[WHAT YOU HAVE TO DO] Only lines with the word "grain" are needed; collect each of them from the listing below.

[RECORDS PROVIDED]
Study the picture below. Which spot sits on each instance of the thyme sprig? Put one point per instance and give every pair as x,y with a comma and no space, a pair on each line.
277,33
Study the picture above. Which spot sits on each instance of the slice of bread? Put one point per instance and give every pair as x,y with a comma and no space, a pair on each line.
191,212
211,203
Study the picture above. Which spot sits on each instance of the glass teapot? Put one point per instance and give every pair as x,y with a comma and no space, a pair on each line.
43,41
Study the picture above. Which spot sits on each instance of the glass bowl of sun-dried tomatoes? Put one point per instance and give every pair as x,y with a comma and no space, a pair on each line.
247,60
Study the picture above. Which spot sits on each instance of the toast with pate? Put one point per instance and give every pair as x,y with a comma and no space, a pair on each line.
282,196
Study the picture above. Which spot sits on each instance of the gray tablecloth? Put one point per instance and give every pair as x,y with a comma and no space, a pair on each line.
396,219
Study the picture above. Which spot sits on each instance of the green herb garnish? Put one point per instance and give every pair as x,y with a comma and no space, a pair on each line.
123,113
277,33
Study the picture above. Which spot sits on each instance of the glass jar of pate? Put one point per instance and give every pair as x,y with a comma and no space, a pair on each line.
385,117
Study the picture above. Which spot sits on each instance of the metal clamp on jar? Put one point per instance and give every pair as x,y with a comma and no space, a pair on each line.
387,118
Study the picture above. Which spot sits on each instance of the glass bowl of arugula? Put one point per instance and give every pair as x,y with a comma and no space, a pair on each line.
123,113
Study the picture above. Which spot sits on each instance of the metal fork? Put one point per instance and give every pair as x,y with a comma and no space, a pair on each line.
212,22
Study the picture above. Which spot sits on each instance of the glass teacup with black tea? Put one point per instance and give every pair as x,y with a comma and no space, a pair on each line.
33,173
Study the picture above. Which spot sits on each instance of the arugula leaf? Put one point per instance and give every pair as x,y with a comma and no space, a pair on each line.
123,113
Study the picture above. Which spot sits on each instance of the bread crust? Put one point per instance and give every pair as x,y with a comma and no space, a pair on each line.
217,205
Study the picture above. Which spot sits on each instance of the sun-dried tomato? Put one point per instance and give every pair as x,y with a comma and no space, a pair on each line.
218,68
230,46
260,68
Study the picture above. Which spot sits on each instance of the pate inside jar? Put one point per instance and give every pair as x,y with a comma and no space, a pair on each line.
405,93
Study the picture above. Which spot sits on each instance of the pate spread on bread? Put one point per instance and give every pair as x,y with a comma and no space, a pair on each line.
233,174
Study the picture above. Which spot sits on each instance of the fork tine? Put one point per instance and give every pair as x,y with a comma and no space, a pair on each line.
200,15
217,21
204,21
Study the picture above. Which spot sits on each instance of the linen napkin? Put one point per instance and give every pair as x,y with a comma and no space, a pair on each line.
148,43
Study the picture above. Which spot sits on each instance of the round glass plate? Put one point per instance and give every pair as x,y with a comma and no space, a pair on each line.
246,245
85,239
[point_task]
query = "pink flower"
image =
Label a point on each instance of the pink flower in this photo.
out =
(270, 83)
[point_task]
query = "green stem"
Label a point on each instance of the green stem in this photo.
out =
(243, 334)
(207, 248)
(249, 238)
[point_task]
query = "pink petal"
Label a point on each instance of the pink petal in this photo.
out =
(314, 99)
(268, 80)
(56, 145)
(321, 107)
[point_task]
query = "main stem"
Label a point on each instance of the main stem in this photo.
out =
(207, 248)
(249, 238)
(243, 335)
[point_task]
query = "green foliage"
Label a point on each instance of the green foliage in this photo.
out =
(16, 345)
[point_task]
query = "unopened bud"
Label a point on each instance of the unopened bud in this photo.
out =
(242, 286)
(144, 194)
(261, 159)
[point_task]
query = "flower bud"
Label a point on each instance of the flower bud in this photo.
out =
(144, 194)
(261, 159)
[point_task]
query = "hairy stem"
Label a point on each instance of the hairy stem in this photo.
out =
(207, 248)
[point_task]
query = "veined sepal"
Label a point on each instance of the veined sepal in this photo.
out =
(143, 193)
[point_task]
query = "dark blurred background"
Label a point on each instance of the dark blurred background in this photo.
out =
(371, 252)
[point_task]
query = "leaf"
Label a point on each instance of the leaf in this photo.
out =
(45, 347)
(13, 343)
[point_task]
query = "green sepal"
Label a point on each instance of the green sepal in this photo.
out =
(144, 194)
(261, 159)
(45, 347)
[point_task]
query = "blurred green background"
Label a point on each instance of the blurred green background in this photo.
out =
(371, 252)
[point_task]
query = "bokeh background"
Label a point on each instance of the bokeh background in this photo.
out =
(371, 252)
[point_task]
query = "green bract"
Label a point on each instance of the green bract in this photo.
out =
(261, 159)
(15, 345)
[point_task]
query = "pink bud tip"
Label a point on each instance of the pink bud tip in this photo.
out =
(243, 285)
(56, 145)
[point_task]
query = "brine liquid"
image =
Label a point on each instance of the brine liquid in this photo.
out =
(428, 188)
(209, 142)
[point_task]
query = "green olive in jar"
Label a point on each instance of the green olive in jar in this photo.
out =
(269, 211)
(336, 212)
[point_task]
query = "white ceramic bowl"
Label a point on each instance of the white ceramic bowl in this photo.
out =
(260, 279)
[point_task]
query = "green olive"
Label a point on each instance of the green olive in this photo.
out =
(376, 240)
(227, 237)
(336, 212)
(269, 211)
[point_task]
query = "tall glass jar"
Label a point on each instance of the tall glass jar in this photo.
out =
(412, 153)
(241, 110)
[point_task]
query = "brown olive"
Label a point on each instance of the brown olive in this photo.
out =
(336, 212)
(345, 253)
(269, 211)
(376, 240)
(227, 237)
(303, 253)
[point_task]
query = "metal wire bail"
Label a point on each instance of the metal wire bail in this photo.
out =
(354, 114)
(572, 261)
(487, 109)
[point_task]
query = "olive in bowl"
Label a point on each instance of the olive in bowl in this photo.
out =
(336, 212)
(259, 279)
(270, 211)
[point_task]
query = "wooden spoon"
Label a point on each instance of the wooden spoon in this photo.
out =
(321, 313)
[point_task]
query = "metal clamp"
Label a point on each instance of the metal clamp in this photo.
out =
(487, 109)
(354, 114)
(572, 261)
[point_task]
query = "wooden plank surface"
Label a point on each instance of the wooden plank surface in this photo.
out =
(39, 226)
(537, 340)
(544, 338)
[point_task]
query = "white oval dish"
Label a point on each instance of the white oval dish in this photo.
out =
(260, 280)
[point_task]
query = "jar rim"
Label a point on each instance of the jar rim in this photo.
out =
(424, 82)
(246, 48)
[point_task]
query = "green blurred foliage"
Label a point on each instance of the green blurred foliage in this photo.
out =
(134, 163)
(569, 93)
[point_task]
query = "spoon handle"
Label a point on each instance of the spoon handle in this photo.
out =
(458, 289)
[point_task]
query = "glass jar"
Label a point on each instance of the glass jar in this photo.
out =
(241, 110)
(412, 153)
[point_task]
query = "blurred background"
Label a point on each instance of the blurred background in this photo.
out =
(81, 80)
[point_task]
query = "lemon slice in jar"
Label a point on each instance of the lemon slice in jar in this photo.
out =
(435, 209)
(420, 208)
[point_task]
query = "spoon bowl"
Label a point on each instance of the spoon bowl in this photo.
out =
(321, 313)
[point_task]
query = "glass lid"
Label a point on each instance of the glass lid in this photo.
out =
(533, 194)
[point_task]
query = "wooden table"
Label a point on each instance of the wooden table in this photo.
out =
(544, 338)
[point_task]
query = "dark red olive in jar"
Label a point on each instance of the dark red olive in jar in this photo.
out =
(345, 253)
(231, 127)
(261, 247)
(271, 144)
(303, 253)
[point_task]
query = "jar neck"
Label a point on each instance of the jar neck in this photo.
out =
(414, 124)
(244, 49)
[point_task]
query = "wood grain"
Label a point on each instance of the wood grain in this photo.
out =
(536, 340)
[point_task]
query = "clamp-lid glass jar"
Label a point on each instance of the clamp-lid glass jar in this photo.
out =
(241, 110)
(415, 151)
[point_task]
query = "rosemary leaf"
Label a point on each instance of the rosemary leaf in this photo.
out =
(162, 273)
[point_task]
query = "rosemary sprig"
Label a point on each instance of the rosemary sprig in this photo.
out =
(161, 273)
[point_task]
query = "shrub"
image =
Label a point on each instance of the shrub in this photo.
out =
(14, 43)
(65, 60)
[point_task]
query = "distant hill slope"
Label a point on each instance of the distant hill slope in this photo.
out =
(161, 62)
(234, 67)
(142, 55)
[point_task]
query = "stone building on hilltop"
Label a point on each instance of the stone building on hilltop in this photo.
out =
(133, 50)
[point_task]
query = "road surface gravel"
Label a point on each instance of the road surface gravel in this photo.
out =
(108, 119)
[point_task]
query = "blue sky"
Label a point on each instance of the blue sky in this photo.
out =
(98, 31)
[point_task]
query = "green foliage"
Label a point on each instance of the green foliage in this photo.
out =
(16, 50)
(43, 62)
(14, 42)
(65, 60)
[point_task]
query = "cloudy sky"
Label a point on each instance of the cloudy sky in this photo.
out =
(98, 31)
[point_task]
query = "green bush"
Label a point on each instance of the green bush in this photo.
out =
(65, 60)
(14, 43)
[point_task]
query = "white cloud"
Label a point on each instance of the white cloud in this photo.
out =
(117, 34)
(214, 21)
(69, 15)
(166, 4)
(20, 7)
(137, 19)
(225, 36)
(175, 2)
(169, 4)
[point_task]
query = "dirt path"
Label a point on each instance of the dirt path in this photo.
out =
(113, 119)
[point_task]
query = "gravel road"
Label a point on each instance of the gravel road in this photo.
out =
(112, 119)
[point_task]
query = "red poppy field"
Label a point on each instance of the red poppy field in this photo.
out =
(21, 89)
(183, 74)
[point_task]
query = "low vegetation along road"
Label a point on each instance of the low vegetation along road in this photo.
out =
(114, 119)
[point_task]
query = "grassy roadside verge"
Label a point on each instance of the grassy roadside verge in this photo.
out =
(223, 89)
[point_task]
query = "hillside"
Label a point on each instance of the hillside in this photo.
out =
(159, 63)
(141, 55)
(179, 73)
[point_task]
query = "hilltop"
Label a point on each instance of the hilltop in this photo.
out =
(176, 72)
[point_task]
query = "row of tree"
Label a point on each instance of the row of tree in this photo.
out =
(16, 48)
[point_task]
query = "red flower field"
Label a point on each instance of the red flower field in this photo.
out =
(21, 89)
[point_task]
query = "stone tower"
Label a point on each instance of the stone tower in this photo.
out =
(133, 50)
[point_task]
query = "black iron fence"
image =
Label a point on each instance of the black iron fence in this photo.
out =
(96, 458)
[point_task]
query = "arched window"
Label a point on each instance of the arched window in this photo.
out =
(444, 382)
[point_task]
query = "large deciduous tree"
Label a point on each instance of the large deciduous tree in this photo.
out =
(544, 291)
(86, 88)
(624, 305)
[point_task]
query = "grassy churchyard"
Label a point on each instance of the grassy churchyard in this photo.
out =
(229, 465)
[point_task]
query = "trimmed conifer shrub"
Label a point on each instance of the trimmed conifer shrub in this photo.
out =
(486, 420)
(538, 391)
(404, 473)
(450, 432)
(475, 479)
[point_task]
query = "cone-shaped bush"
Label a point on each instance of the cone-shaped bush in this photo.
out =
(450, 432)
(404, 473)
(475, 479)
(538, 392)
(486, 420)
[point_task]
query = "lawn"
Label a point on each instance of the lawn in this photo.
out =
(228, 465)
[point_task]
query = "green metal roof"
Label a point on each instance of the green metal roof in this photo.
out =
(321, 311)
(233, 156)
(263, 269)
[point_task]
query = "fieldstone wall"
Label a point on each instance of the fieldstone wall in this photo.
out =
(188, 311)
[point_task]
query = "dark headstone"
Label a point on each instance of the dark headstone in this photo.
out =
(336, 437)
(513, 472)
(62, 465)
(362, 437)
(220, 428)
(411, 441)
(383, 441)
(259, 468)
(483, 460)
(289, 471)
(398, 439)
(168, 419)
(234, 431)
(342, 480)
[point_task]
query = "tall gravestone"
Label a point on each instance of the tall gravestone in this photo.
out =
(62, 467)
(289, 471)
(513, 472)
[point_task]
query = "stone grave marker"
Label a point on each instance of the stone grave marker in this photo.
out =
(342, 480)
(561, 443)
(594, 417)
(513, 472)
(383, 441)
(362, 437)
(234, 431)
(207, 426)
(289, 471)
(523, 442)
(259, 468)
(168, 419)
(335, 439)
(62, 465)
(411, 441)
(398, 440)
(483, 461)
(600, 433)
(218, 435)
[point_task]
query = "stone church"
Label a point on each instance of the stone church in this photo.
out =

[ANSWER BOX]
query = "wood grain"
Label a point on each instance of the wood grain in this photo.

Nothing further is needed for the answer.